-- About this exercise --
Only the pictures are to be omitted; every entry beneath should otherwise be duplicated exactly.

#### Extracted entries ####

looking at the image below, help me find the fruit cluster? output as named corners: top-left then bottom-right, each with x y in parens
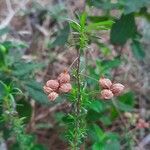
top-left (43, 71), bottom-right (72, 101)
top-left (136, 119), bottom-right (149, 129)
top-left (99, 77), bottom-right (124, 99)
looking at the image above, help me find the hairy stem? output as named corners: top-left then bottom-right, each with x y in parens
top-left (76, 49), bottom-right (81, 115)
top-left (73, 48), bottom-right (81, 150)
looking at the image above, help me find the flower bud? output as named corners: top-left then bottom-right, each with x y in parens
top-left (101, 89), bottom-right (114, 100)
top-left (43, 86), bottom-right (53, 94)
top-left (46, 80), bottom-right (59, 91)
top-left (59, 83), bottom-right (72, 93)
top-left (48, 92), bottom-right (59, 101)
top-left (111, 83), bottom-right (124, 96)
top-left (99, 77), bottom-right (112, 89)
top-left (57, 71), bottom-right (70, 84)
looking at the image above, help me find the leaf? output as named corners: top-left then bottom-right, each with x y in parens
top-left (88, 16), bottom-right (111, 23)
top-left (116, 92), bottom-right (135, 112)
top-left (0, 46), bottom-right (6, 67)
top-left (96, 58), bottom-right (121, 75)
top-left (118, 92), bottom-right (135, 106)
top-left (87, 0), bottom-right (120, 10)
top-left (88, 124), bottom-right (104, 142)
top-left (104, 139), bottom-right (120, 150)
top-left (86, 20), bottom-right (114, 31)
top-left (25, 81), bottom-right (49, 105)
top-left (48, 3), bottom-right (66, 20)
top-left (31, 144), bottom-right (48, 150)
top-left (88, 100), bottom-right (105, 113)
top-left (92, 142), bottom-right (105, 150)
top-left (50, 23), bottom-right (70, 47)
top-left (87, 110), bottom-right (101, 122)
top-left (0, 27), bottom-right (10, 36)
top-left (12, 62), bottom-right (45, 77)
top-left (120, 0), bottom-right (150, 14)
top-left (110, 14), bottom-right (137, 45)
top-left (100, 115), bottom-right (112, 125)
top-left (80, 12), bottom-right (87, 28)
top-left (105, 132), bottom-right (120, 141)
top-left (2, 41), bottom-right (28, 50)
top-left (70, 21), bottom-right (81, 32)
top-left (115, 101), bottom-right (133, 112)
top-left (0, 81), bottom-right (7, 99)
top-left (131, 40), bottom-right (145, 60)
top-left (62, 114), bottom-right (74, 123)
top-left (16, 99), bottom-right (32, 123)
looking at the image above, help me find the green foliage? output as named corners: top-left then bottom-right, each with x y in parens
top-left (0, 81), bottom-right (7, 99)
top-left (16, 99), bottom-right (32, 123)
top-left (0, 32), bottom-right (48, 149)
top-left (25, 81), bottom-right (49, 105)
top-left (50, 23), bottom-right (70, 47)
top-left (120, 0), bottom-right (150, 14)
top-left (85, 20), bottom-right (114, 31)
top-left (96, 58), bottom-right (121, 76)
top-left (12, 62), bottom-right (45, 77)
top-left (89, 124), bottom-right (120, 150)
top-left (110, 14), bottom-right (137, 45)
top-left (131, 39), bottom-right (145, 60)
top-left (116, 92), bottom-right (135, 112)
top-left (0, 27), bottom-right (10, 36)
top-left (87, 0), bottom-right (120, 10)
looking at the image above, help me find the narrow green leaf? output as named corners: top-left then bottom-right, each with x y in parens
top-left (80, 12), bottom-right (87, 28)
top-left (0, 81), bottom-right (7, 99)
top-left (70, 21), bottom-right (81, 32)
top-left (86, 20), bottom-right (114, 31)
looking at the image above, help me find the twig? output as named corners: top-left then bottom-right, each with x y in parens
top-left (35, 101), bottom-right (68, 121)
top-left (0, 0), bottom-right (30, 29)
top-left (67, 56), bottom-right (79, 71)
top-left (79, 72), bottom-right (99, 82)
top-left (112, 46), bottom-right (124, 81)
top-left (111, 98), bottom-right (128, 129)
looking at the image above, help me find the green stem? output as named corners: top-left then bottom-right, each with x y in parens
top-left (74, 48), bottom-right (81, 150)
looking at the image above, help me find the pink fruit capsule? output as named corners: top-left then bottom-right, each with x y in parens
top-left (46, 80), bottom-right (59, 91)
top-left (111, 83), bottom-right (124, 96)
top-left (99, 77), bottom-right (112, 89)
top-left (43, 86), bottom-right (53, 94)
top-left (48, 92), bottom-right (59, 101)
top-left (59, 83), bottom-right (72, 93)
top-left (101, 89), bottom-right (114, 100)
top-left (57, 71), bottom-right (70, 84)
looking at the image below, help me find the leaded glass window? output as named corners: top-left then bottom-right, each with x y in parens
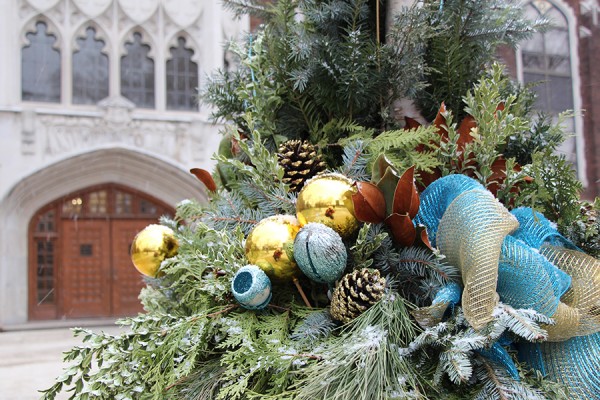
top-left (166, 37), bottom-right (198, 110)
top-left (520, 1), bottom-right (577, 165)
top-left (73, 27), bottom-right (109, 104)
top-left (121, 32), bottom-right (155, 108)
top-left (22, 21), bottom-right (61, 102)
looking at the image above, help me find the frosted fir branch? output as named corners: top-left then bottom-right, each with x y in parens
top-left (395, 246), bottom-right (460, 305)
top-left (473, 355), bottom-right (547, 400)
top-left (369, 223), bottom-right (401, 272)
top-left (339, 139), bottom-right (371, 181)
top-left (492, 304), bottom-right (552, 342)
top-left (291, 310), bottom-right (336, 343)
top-left (438, 349), bottom-right (473, 384)
top-left (202, 191), bottom-right (264, 235)
top-left (237, 180), bottom-right (297, 215)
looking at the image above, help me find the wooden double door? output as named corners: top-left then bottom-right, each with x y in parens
top-left (29, 184), bottom-right (174, 320)
top-left (60, 219), bottom-right (153, 318)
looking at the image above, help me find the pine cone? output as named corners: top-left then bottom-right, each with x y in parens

####

-- Worked solution --
looking at the image below, help me find the fruit cluster? output as named corners: top-left then bottom-right, each with x y in parens
top-left (43, 71), bottom-right (72, 101)
top-left (136, 119), bottom-right (149, 129)
top-left (99, 77), bottom-right (124, 99)
looking at the image above, help me find the hairy stem? output as named corners: top-left then bottom-right, each with x y in parens
top-left (76, 49), bottom-right (81, 115)
top-left (73, 48), bottom-right (81, 150)
looking at the image above, help me find the flower bud? output as named corners: top-left then bottom-right, each with x y in parens
top-left (101, 89), bottom-right (114, 100)
top-left (43, 86), bottom-right (53, 94)
top-left (46, 80), bottom-right (59, 91)
top-left (59, 83), bottom-right (72, 93)
top-left (48, 92), bottom-right (59, 101)
top-left (111, 83), bottom-right (124, 96)
top-left (99, 77), bottom-right (112, 89)
top-left (57, 71), bottom-right (70, 84)
looking at the image above, help me find the leaf? output as named corners: top-left then bottom-right, each with x y in parens
top-left (88, 16), bottom-right (111, 23)
top-left (116, 92), bottom-right (135, 112)
top-left (0, 46), bottom-right (6, 67)
top-left (96, 58), bottom-right (121, 75)
top-left (118, 92), bottom-right (135, 106)
top-left (87, 0), bottom-right (120, 10)
top-left (88, 124), bottom-right (104, 142)
top-left (104, 139), bottom-right (120, 150)
top-left (86, 20), bottom-right (114, 31)
top-left (25, 81), bottom-right (49, 105)
top-left (48, 3), bottom-right (66, 20)
top-left (31, 144), bottom-right (48, 150)
top-left (88, 100), bottom-right (105, 113)
top-left (92, 142), bottom-right (105, 150)
top-left (50, 23), bottom-right (70, 47)
top-left (87, 110), bottom-right (101, 122)
top-left (0, 27), bottom-right (10, 36)
top-left (12, 62), bottom-right (45, 77)
top-left (120, 0), bottom-right (150, 14)
top-left (110, 14), bottom-right (137, 45)
top-left (100, 115), bottom-right (112, 125)
top-left (80, 12), bottom-right (87, 28)
top-left (105, 132), bottom-right (120, 141)
top-left (2, 41), bottom-right (28, 50)
top-left (70, 21), bottom-right (81, 32)
top-left (115, 101), bottom-right (133, 112)
top-left (0, 81), bottom-right (7, 99)
top-left (131, 40), bottom-right (145, 60)
top-left (62, 114), bottom-right (74, 123)
top-left (16, 99), bottom-right (32, 123)
looking at the image above, help me find the green foliage? output as named corners: top-left then bottom-right, each with x y in parens
top-left (0, 81), bottom-right (7, 99)
top-left (16, 99), bottom-right (32, 123)
top-left (0, 32), bottom-right (48, 149)
top-left (25, 81), bottom-right (49, 105)
top-left (50, 23), bottom-right (70, 47)
top-left (120, 0), bottom-right (150, 14)
top-left (85, 20), bottom-right (114, 31)
top-left (96, 58), bottom-right (121, 76)
top-left (12, 62), bottom-right (45, 77)
top-left (89, 124), bottom-right (120, 150)
top-left (110, 14), bottom-right (137, 45)
top-left (131, 39), bottom-right (145, 60)
top-left (116, 92), bottom-right (135, 112)
top-left (0, 27), bottom-right (10, 36)
top-left (87, 0), bottom-right (120, 10)
looking at the image above, help me find the narrow green leaf? output as named corners: top-left then bottom-right, each with x y in parens
top-left (80, 12), bottom-right (87, 28)
top-left (0, 81), bottom-right (7, 99)
top-left (70, 21), bottom-right (81, 32)
top-left (86, 20), bottom-right (114, 31)
looking at the image above, help me find the twig? output as named corners: top-left then bottom-right, each with x y in parens
top-left (35, 101), bottom-right (68, 121)
top-left (0, 0), bottom-right (30, 29)
top-left (67, 56), bottom-right (79, 71)
top-left (79, 72), bottom-right (99, 82)
top-left (112, 46), bottom-right (124, 81)
top-left (111, 98), bottom-right (128, 129)
looking at the image above, help me find the green stem? output as named corners: top-left then bottom-right, each with x y in parens
top-left (74, 48), bottom-right (81, 150)
looking at the image above, help me find the pink fruit capsule? output as named corners: top-left then bottom-right, each with x y in parens
top-left (46, 80), bottom-right (59, 91)
top-left (111, 83), bottom-right (124, 96)
top-left (99, 77), bottom-right (112, 89)
top-left (43, 86), bottom-right (53, 94)
top-left (48, 92), bottom-right (59, 101)
top-left (59, 83), bottom-right (72, 93)
top-left (101, 89), bottom-right (114, 100)
top-left (57, 71), bottom-right (70, 84)
looking at the image below, help me find the leaded glass window? output as named corners: top-left then bottom-right, each with x y in parens
top-left (166, 37), bottom-right (198, 110)
top-left (520, 1), bottom-right (577, 165)
top-left (73, 27), bottom-right (109, 104)
top-left (121, 32), bottom-right (155, 108)
top-left (22, 21), bottom-right (61, 102)
looking at the image above, help me find the frosted fir branch? output as named corners: top-left then bottom-right, each with x y in parens
top-left (395, 246), bottom-right (460, 305)
top-left (473, 355), bottom-right (547, 400)
top-left (369, 223), bottom-right (401, 272)
top-left (339, 139), bottom-right (371, 181)
top-left (492, 304), bottom-right (552, 342)
top-left (291, 310), bottom-right (336, 343)
top-left (438, 349), bottom-right (473, 384)
top-left (202, 191), bottom-right (264, 235)
top-left (237, 180), bottom-right (297, 215)
looking at the image above, help me find the wooden double door? output as named corners: top-left then bottom-right, each with x y in parens
top-left (29, 184), bottom-right (174, 320)
top-left (60, 219), bottom-right (153, 318)
looking at the image above, help me find the pine cone? output as named corners: top-left then bottom-right, each with x y in parens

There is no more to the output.